== Extracted records ==
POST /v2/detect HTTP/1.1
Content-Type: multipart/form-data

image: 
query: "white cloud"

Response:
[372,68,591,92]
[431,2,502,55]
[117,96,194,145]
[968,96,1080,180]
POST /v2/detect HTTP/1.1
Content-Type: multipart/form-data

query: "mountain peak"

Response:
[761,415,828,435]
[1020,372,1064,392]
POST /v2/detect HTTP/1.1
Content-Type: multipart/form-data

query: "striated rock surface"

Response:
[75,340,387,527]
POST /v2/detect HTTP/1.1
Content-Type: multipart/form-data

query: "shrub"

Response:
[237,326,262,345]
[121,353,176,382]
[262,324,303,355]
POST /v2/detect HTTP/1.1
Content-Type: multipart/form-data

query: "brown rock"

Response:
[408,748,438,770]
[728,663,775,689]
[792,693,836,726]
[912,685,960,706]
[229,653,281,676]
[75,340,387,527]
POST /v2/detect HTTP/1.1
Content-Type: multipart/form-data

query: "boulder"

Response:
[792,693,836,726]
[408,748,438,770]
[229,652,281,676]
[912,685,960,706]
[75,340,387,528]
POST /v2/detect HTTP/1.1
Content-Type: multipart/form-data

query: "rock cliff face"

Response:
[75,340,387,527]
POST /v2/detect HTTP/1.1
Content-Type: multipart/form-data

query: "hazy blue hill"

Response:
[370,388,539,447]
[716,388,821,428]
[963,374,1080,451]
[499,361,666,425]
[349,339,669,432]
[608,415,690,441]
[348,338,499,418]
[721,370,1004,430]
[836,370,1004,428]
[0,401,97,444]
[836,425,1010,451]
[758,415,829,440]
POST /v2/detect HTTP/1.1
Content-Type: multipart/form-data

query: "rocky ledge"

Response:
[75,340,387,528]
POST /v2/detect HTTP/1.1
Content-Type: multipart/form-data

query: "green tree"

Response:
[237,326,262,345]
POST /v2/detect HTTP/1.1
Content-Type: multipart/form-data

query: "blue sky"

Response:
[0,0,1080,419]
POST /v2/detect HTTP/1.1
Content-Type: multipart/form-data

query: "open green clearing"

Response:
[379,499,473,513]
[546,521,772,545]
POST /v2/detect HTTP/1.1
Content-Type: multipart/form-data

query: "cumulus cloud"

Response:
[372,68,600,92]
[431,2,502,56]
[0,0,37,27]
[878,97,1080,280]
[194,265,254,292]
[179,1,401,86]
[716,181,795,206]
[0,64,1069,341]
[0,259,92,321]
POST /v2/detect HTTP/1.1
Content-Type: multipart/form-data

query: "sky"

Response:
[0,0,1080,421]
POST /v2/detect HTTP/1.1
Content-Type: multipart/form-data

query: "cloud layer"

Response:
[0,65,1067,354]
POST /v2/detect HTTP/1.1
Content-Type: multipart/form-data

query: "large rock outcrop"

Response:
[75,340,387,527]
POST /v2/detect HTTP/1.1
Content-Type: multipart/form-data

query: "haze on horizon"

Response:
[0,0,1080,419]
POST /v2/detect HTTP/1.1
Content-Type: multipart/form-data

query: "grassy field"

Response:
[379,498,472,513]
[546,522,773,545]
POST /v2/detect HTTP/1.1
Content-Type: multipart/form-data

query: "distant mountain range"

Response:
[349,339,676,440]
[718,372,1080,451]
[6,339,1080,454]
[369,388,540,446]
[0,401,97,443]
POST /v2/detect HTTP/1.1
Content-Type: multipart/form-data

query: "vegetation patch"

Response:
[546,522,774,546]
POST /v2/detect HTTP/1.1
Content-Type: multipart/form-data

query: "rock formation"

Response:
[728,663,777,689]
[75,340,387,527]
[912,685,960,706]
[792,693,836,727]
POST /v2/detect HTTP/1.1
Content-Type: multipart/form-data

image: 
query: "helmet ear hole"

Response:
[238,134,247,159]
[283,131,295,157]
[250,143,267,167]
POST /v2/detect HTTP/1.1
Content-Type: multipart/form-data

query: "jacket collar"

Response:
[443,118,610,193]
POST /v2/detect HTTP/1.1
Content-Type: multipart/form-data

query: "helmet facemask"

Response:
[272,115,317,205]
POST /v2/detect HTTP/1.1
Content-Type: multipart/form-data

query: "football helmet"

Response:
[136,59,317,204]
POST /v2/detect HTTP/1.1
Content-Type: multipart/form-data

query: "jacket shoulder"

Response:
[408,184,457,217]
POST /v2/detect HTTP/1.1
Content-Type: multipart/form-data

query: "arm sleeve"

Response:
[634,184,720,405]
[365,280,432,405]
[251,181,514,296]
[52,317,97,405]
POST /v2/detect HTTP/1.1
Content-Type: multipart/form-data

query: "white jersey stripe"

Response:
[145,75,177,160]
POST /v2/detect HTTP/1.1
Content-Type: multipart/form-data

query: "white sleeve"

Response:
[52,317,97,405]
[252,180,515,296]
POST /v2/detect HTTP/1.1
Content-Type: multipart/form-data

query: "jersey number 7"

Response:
===
» **What the task asks**:
Find each line in the material that contains the string "white" and copy those lines. Case counts.

» **Output below**:
query: "white cloud"
query: "white jersey stripe"
query: "white sleeve"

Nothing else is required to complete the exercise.